Set problem
Please output the passage of the article on debugging flaky tests starting at "Run #5: SUCCESS!" and ending at "test(s) and suite(s)", copied word for word.

Source extract
>>>
Debugging Intermittent Test Failures with Karma and Jasmine

Oliver Carlson
7 min readJun 13, 2023
Test failures! If you’re still using console.logs, there are better ways in Step #5.

Have you ever had an intermittent or random failure in your unit tests?

I did, and I was pulling my hair out trying to figure out the problem. And I’m not alone. Even big name companies like Google and Microsoft struggle with flaky tests with one study indicating that 41% and 26% of test targets that had previously passed and failed at least once, respectively.

Having intermittent test failures causes companies to miss sprint and release targets and lead to a lot of wasted developer productivity.

Below, I will outline my experience dealing with them and some recommendations in a step-by-step manner to help anyone else experiencing these issues resolve them faster.

Background:

Working on a frontend project, I took a maintenance ticket for major NodeJS version upgrades and some npm packages updates. We are using vanilla JS and writing unit tests with Jasmine and running them with Karma.

The Problem

At the outset, this sounded like it would be a rather straightforward problem to solve given that this is a frontend library, so the effects of a Node version upgrade should (theoretically) be minimal and relate only to the build and test steps of the project.

And the first few fixes appeared to be going according to plan: add some simple test setup scripts to more cleanly handle test setup and teardown and modify a few parts of the codebase which were impacted by package updates.

Once I was down to one remaining failure, tests which I had previously fixed began to fail again, with the same error messages as before.

I was greeted with the following 5 runs of tests with no changes in between:

Run #1: FAILURE! 2 Tests failed.
Run #2: SUCCESS! All 200 Tests Pass.

Run #3: FAILURE! 12 Tests failed.

Run #4: FAILURE! 1 Test failed but the test script stopped prematurely and 75 tests weren’t run at all.

Run #5: SUCCESS! All 200 Tests pass.

After I was greeted with these test results, I decided to isolate failing tests followed by suites to see if I had missed some specific combination that was causing problems.

#1 Sanity Check — Isolate the failing test(s) and suite(s)

After many test reruns with no failures, I had a strong suspicion the test failures were due to test order dependency, one of the two likely culprits for intermittent test failures.

Typically tests fail intermittently due to either (a) asynchronous code or (b) incomplete setup or tear down (aka order-dependent) test failures. After thoroughly double-checking my asynchronous code, none of the tests appeared to be failing due to race conditions or unhandled promise rejections. Which led me to think that it could be related to the setup and tear down of my tests.
<<<
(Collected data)
>>>
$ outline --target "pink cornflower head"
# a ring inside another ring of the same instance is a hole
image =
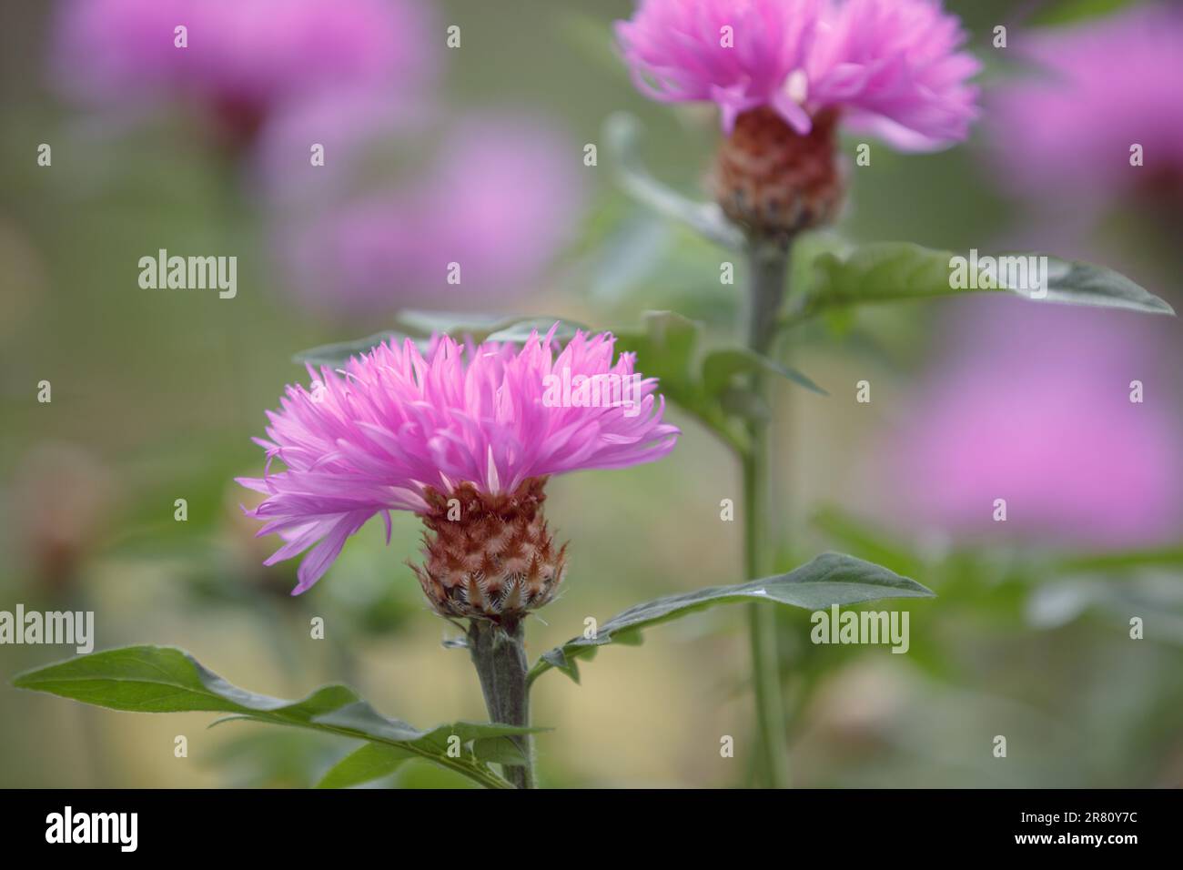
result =
[[[390,511],[409,510],[426,526],[415,573],[439,613],[499,621],[542,606],[565,569],[541,511],[548,476],[652,462],[678,437],[657,381],[634,372],[632,354],[614,362],[613,346],[610,334],[577,333],[560,348],[554,329],[521,349],[442,336],[426,355],[407,340],[340,370],[309,367],[310,388],[289,386],[256,439],[264,476],[239,479],[266,496],[247,511],[266,523],[258,534],[285,540],[266,563],[310,549],[299,594],[367,521],[381,515],[389,542]],[[558,382],[631,392],[568,401]]]
[[[839,122],[935,150],[977,115],[980,64],[939,0],[641,0],[616,34],[642,92],[719,107],[716,199],[759,232],[834,219]]]
[[[51,63],[71,97],[193,104],[241,142],[293,99],[424,83],[429,21],[420,0],[70,0]]]
[[[769,108],[797,134],[843,109],[905,150],[967,136],[980,64],[938,0],[641,0],[616,33],[638,88],[711,101],[732,133]]]
[[[1183,200],[1183,9],[1174,4],[1015,34],[1027,75],[991,89],[1000,178],[1045,207]],[[1143,166],[1131,163],[1142,146]]]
<<<
Response to the task
Run #5: SUCCESS! All 200 Tests pass.

After I was greeted with these test results, I decided to isolate failing tests followed by suites to see if I had missed some specific combination that was causing problems.

#1 Sanity Check — Isolate the failing test(s) and suite(s)